**Goal:** Write each line word for word, from the line that contains "Target: table lamp" through the last line of the material below.

+--

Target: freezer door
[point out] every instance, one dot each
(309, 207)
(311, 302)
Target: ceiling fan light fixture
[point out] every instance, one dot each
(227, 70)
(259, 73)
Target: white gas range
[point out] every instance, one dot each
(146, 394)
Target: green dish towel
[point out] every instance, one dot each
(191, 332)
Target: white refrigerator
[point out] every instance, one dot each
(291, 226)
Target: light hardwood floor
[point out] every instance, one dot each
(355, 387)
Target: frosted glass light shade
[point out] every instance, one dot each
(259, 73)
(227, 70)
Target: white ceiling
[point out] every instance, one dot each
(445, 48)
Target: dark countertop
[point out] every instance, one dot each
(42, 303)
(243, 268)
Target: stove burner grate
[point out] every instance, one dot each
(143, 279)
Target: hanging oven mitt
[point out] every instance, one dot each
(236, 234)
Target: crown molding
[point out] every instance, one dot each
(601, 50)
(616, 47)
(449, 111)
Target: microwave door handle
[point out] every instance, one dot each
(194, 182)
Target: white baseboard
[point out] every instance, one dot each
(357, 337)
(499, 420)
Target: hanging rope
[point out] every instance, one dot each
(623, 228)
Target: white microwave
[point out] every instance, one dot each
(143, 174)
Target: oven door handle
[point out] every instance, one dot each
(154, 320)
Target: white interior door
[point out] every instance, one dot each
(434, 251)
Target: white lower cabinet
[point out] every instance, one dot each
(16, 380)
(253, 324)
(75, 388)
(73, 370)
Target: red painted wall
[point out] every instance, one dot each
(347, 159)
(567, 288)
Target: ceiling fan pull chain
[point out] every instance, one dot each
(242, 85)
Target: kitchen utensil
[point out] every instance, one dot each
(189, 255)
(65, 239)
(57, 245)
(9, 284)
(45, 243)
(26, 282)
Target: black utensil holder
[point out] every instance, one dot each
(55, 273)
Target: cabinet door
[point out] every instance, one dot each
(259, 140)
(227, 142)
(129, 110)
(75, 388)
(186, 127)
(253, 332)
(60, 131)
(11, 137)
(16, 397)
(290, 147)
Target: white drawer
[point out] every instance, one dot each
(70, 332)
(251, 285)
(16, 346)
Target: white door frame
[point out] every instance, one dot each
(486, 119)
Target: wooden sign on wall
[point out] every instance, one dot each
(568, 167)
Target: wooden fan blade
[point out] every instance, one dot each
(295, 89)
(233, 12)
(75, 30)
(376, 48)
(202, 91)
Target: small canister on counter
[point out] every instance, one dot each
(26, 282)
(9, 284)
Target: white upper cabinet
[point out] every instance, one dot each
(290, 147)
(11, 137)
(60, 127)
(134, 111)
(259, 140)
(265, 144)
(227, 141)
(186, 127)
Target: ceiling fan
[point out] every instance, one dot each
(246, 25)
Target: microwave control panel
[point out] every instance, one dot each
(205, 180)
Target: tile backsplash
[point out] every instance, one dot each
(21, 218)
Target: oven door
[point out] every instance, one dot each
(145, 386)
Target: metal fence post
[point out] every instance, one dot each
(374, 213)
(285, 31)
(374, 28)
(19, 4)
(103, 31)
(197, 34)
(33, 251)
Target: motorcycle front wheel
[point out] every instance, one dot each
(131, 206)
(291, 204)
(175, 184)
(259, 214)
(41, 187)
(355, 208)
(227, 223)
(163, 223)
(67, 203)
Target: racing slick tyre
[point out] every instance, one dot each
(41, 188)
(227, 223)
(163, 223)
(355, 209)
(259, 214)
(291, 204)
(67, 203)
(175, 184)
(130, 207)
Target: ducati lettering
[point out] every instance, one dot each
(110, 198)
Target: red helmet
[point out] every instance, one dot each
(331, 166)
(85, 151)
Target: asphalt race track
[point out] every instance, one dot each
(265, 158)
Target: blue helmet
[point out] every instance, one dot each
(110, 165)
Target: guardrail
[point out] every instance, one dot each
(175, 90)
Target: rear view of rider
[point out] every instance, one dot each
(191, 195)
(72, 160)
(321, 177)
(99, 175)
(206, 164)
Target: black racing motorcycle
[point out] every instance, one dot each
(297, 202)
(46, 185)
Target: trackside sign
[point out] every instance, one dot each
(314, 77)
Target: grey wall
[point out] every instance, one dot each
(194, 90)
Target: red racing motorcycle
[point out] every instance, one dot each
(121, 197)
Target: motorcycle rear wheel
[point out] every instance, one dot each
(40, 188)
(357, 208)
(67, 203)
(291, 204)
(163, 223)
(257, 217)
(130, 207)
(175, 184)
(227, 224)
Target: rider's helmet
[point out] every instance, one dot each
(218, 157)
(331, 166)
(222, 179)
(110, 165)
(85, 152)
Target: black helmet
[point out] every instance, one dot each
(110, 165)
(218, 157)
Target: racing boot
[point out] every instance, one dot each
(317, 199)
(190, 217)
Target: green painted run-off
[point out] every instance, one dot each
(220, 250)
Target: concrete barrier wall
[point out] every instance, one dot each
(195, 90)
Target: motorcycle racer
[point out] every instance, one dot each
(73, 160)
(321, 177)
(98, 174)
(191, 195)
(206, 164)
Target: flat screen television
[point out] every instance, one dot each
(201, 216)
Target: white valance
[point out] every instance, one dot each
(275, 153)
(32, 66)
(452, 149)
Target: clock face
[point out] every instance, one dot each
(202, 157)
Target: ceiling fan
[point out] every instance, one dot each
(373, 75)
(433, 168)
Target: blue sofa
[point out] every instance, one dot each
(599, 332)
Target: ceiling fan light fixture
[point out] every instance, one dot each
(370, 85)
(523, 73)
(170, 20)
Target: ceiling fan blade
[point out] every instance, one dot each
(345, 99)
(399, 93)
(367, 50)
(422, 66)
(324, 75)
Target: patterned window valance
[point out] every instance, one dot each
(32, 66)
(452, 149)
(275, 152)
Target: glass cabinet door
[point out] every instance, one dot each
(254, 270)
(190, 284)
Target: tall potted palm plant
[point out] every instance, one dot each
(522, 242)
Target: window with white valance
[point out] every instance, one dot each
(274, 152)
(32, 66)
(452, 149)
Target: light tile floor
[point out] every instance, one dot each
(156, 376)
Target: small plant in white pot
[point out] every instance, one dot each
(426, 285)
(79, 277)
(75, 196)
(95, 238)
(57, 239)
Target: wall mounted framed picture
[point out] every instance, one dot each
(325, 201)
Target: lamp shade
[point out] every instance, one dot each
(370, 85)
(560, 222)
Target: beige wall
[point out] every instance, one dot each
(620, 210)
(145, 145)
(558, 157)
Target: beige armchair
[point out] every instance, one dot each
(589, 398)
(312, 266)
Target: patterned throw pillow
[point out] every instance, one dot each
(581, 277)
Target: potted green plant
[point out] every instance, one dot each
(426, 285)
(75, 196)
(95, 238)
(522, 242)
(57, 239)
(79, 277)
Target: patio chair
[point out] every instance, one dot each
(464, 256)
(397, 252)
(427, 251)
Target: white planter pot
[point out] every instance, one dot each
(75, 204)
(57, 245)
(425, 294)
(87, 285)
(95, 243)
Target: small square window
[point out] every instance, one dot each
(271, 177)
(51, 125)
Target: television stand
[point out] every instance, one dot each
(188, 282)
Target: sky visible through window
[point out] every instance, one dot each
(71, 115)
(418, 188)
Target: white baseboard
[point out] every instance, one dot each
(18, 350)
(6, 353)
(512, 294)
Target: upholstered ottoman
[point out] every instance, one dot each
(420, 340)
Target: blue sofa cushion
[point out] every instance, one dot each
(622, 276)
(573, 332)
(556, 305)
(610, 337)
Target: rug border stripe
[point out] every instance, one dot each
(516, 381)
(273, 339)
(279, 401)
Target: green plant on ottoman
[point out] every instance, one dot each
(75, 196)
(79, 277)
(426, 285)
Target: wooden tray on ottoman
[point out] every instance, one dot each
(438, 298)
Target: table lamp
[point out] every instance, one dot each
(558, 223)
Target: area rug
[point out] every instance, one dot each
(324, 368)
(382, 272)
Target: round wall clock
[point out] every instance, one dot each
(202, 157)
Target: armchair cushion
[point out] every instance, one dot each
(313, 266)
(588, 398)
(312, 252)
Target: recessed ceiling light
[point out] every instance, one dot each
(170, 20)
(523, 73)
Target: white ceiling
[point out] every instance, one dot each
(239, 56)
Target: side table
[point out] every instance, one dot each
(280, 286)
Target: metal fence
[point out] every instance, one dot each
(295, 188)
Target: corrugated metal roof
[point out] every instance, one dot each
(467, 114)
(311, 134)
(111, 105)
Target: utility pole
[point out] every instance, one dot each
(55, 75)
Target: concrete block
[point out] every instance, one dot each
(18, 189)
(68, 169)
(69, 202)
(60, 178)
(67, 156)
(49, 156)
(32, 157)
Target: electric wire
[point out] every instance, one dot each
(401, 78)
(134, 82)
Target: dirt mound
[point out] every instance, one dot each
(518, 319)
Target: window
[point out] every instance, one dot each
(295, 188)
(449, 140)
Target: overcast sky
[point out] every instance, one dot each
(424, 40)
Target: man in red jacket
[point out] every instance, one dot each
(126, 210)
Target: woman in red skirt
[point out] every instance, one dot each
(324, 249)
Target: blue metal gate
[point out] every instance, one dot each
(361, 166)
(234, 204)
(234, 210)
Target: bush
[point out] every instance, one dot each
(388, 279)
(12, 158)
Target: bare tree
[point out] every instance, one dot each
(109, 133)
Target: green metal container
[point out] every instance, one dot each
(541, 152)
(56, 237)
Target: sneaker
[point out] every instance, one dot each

+--

**Answer in full:**
Target: table lamp
[point out] every instance, one dot each
(558, 223)
Target: area rug
[point out] every instance, one dot each
(324, 368)
(382, 272)
Target: round wall clock
[point out] every instance, one dot each
(202, 157)
Target: armchair cushion
[point out] every instance, one dot each
(313, 266)
(588, 398)
(312, 252)
Target: recessed ceiling light
[point out] every instance, one dot each
(170, 20)
(523, 73)
Target: white ceiling
[point out] every instance, one dot each
(239, 56)
Target: side table
[point out] every instance, one dot each
(280, 286)
Target: metal fence
[point out] every instance, one dot each
(295, 188)
Target: corrugated metal roof
[point out] every instance, one dot each
(467, 114)
(311, 134)
(111, 105)
Target: utility pole
[point out] every instance, one dot each
(55, 75)
Target: concrete block
[point out] every instance, one dot each
(18, 189)
(68, 169)
(69, 202)
(60, 178)
(67, 156)
(49, 156)
(32, 157)
Target: electric wire
[point out] every instance, one dot each
(401, 78)
(134, 82)
Target: dirt mound
[point out] every instance, one dot each
(518, 319)
Target: window
[point out] every instance, one dot each
(295, 188)
(449, 140)
Target: overcast sky
[point out] every instance, one dot each
(424, 40)
Target: man in red jacket
[point out] every instance, one dot each
(126, 210)
Target: woman in red skirt
[point out] every instance, one dot each
(324, 249)
Target: blue metal gate
[point out] every instance, one dot each
(361, 166)
(234, 204)
(234, 210)
Target: bush
[point out] every instance, one dot each
(388, 279)
(12, 158)
Target: bare tree
[point out] every instance, one dot each
(109, 133)
Target: green metal container
[point out] every instance, one dot each
(541, 152)
(56, 237)
Target: sneaker
[point out] every instance, one dot each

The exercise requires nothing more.